> **TASK PROMPT**
Reproduce the records without any change, from their first line through the line that contains "positive clicks: (72, 304)", and include that line.

> **MATERIAL FOR THIS TASK**
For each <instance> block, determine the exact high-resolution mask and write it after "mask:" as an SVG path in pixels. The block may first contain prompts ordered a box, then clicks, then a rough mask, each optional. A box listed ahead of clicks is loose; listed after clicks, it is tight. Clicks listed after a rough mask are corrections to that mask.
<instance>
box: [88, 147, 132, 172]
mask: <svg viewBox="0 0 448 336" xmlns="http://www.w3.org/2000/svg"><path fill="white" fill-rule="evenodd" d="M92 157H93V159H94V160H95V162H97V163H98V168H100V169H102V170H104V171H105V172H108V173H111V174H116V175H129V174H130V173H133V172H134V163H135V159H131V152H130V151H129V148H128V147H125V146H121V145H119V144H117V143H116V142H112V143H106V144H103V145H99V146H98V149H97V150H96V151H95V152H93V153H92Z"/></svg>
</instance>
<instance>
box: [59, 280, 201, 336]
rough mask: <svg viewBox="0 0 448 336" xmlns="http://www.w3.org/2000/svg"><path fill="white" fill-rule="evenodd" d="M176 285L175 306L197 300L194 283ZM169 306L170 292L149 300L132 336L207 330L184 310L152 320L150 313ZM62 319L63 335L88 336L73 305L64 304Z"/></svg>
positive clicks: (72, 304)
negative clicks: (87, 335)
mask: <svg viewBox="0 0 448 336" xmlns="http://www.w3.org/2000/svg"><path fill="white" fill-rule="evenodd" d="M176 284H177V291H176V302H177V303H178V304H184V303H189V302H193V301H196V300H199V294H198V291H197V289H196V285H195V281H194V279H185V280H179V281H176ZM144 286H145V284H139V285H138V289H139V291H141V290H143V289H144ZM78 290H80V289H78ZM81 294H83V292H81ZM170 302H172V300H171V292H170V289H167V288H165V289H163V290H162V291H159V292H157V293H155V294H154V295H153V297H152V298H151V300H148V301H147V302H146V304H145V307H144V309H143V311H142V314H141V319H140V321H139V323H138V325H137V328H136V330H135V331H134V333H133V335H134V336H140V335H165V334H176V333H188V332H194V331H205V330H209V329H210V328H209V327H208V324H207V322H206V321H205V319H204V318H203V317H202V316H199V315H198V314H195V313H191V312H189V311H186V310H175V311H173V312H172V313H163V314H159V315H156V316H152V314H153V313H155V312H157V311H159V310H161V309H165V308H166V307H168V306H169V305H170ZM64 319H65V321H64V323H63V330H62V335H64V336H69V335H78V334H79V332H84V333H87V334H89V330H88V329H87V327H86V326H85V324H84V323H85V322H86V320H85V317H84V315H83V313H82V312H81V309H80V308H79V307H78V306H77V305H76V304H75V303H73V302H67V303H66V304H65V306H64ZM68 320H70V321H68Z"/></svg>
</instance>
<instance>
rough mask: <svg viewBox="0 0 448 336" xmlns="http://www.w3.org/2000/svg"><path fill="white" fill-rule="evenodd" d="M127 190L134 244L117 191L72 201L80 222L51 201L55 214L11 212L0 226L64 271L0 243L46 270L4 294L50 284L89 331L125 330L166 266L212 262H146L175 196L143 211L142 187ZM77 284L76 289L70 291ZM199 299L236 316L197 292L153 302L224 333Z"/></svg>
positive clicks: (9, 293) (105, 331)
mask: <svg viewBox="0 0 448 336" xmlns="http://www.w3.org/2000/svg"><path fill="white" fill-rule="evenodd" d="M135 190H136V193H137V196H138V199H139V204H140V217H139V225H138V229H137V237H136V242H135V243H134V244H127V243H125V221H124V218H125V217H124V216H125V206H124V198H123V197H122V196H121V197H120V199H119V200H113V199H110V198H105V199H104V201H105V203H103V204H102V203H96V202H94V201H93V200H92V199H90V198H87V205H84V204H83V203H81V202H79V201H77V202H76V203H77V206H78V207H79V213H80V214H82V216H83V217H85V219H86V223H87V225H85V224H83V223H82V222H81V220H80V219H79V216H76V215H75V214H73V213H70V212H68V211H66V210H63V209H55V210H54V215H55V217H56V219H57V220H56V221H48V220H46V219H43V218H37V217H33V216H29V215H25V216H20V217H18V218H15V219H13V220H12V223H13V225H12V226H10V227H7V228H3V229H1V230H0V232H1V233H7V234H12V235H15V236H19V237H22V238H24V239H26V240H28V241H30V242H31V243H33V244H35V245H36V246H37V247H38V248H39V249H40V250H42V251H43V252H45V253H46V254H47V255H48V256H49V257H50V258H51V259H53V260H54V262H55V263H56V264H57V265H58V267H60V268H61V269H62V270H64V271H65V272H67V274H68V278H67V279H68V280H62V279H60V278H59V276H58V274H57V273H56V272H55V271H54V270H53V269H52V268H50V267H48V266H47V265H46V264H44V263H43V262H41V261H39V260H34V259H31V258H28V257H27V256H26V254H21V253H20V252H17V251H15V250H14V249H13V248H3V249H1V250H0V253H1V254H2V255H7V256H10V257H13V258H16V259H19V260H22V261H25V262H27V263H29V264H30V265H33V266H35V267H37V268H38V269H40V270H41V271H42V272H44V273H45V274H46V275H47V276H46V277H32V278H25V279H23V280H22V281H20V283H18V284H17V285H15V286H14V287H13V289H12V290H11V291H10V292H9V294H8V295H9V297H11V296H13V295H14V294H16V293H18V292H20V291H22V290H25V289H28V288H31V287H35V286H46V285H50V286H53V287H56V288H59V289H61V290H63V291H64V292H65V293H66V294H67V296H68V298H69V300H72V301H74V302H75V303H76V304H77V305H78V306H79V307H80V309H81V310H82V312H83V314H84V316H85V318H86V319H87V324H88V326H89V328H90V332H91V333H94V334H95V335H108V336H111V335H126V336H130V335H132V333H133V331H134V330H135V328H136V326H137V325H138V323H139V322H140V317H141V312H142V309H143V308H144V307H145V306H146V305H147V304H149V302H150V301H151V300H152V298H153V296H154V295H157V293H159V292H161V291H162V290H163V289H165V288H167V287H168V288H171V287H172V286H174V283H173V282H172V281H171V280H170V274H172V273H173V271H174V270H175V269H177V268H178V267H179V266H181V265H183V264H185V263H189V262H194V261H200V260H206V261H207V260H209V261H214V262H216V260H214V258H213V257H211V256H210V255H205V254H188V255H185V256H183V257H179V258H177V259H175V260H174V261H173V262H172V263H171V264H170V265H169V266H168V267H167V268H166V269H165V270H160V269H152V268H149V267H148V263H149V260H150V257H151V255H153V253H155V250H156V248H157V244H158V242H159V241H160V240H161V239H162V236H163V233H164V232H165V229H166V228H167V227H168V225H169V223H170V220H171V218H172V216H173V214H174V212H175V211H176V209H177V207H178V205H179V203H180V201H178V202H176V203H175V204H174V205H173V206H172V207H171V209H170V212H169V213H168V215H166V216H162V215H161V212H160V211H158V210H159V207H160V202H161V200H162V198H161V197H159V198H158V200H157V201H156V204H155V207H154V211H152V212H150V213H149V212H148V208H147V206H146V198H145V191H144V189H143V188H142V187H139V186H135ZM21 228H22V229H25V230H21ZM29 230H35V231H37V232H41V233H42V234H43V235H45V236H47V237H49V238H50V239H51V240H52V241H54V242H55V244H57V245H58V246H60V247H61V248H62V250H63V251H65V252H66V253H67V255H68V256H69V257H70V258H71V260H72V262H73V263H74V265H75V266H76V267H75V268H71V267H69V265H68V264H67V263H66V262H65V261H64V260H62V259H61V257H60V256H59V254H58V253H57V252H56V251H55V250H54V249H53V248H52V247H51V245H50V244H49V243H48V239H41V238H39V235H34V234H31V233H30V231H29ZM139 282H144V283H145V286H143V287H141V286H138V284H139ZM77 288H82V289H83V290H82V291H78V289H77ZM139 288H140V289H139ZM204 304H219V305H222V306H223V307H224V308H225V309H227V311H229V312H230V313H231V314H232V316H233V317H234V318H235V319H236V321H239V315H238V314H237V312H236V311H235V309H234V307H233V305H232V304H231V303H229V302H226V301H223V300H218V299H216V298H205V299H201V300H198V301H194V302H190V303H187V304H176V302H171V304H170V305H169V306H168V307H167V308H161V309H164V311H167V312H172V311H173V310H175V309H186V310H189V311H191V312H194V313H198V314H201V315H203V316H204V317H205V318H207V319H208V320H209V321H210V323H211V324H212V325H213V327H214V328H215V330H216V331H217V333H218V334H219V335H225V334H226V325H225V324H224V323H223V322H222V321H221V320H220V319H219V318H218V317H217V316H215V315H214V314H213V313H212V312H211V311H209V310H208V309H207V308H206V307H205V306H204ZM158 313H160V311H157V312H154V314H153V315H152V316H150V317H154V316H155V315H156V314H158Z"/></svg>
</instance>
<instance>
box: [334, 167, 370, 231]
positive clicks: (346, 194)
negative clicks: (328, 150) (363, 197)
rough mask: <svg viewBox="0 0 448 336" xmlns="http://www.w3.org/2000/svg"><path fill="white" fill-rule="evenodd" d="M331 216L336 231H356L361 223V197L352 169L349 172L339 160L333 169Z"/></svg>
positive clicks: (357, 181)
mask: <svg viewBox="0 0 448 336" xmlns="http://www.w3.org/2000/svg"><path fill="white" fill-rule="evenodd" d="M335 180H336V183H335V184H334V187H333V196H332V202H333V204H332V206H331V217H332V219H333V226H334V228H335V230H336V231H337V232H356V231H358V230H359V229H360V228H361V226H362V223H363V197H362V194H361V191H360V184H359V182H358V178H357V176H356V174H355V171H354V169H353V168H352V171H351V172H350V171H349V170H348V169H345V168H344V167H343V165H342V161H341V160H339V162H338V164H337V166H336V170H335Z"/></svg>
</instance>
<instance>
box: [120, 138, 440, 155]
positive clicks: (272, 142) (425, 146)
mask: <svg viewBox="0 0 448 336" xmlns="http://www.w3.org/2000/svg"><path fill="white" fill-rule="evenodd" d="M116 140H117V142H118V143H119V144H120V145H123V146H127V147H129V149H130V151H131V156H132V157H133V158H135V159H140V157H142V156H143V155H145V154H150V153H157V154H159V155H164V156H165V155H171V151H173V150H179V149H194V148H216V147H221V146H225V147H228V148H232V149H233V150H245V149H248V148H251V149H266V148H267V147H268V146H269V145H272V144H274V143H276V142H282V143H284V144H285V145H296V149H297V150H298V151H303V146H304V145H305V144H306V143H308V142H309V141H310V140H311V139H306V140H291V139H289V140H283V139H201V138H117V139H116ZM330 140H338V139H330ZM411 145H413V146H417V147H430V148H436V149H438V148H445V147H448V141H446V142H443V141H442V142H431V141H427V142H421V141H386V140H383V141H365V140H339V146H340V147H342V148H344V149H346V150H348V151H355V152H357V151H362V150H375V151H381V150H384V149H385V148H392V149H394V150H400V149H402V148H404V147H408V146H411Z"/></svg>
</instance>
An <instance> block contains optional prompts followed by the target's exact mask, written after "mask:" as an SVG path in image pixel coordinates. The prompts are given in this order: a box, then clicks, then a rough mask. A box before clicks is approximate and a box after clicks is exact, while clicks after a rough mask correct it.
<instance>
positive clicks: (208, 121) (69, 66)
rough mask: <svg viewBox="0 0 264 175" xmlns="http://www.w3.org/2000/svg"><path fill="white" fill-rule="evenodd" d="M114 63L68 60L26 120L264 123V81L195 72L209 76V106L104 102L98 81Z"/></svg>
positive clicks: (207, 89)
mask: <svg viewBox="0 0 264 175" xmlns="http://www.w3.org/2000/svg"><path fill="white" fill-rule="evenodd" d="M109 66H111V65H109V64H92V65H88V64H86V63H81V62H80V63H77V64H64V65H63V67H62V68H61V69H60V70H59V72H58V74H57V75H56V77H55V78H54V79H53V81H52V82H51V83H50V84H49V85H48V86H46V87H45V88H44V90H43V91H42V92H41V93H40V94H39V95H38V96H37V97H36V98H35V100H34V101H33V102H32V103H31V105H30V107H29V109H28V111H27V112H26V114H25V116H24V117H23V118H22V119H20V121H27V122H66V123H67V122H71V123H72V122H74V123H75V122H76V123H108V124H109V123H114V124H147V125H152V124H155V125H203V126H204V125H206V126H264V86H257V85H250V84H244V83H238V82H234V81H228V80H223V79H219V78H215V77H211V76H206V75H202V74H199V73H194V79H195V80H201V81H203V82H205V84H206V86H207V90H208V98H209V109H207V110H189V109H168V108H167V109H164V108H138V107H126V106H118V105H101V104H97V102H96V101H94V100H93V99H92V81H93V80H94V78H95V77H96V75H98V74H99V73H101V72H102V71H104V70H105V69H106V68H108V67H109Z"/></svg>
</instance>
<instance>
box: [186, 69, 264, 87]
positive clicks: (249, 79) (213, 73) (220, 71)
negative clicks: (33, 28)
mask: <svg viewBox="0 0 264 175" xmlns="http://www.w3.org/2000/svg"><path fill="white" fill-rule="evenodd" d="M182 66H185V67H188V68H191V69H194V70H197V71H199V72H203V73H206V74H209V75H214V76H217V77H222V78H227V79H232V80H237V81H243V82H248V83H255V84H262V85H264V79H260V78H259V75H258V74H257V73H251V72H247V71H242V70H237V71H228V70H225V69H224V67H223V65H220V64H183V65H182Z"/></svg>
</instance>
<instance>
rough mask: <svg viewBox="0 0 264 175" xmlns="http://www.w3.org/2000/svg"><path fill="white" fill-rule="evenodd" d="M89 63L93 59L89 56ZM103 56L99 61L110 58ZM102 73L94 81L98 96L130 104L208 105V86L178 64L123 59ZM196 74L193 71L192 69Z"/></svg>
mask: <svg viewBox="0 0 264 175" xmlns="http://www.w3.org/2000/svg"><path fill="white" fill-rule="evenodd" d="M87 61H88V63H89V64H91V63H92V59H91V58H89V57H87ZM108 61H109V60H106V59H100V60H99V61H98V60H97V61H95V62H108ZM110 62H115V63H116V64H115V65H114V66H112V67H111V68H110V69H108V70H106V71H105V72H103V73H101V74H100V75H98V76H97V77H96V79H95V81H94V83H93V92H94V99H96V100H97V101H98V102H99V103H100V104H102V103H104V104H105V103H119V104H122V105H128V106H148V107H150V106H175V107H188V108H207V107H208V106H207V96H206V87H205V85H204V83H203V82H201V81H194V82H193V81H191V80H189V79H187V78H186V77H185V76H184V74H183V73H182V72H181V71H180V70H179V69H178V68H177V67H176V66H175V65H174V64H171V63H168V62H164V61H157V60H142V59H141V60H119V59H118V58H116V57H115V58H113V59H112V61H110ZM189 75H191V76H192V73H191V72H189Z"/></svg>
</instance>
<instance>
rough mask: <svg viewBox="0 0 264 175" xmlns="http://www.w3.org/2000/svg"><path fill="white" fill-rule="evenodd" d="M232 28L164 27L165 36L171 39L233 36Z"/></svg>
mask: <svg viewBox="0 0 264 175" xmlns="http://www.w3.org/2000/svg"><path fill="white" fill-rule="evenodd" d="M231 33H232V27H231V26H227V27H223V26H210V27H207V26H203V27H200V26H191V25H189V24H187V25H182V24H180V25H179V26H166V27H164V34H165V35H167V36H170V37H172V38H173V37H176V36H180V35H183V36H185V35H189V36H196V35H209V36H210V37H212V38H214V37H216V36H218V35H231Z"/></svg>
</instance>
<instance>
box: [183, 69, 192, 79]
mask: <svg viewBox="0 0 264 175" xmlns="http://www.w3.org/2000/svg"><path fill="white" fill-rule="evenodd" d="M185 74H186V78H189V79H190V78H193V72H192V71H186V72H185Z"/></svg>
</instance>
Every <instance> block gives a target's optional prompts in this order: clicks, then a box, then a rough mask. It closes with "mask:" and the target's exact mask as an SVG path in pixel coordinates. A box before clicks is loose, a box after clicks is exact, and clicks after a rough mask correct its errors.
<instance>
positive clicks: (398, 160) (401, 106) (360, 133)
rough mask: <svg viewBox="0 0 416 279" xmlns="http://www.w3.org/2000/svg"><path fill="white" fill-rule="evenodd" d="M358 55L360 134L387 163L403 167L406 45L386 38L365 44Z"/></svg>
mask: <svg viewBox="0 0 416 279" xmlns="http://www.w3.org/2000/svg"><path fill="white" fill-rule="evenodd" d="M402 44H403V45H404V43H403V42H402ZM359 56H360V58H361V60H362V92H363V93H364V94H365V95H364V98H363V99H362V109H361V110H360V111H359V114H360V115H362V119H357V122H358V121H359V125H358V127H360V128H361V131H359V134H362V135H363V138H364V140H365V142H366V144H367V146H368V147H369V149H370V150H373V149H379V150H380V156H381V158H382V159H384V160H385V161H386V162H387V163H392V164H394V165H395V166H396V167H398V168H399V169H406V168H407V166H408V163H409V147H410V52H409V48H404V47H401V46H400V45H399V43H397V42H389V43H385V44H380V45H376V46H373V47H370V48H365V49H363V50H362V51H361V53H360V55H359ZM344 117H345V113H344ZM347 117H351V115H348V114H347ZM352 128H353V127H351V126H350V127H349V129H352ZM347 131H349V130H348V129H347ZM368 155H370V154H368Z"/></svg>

> **PROBLEM SOLUTION**
For each <instance> block, determine the exact high-resolution mask and write it after "mask:" as an SVG path in pixels. The block may first contain prompts ordered a box, then clicks, then a rough mask, each optional. A box listed ahead of clicks is loose; listed after clicks, it is tight. Clicks listed after a rough mask are corrections to that mask.
<instance>
box: [88, 147, 132, 172]
mask: <svg viewBox="0 0 448 336" xmlns="http://www.w3.org/2000/svg"><path fill="white" fill-rule="evenodd" d="M92 157H93V159H94V160H95V162H97V163H98V168H100V169H102V170H104V171H105V172H108V173H111V174H116V175H129V174H130V173H133V172H134V163H135V159H131V152H130V151H129V148H128V147H125V146H121V145H119V144H117V143H116V142H112V143H106V144H103V145H99V146H98V149H97V150H96V151H95V152H93V153H92Z"/></svg>
</instance>
<instance>
box: [59, 280, 201, 336]
rough mask: <svg viewBox="0 0 448 336" xmlns="http://www.w3.org/2000/svg"><path fill="white" fill-rule="evenodd" d="M176 285L175 306L197 300L194 283ZM169 306L170 292L149 300L132 336L207 330L184 310L152 320L150 313ZM62 319L63 335L88 336L73 305L64 304Z"/></svg>
positive clicks: (72, 304)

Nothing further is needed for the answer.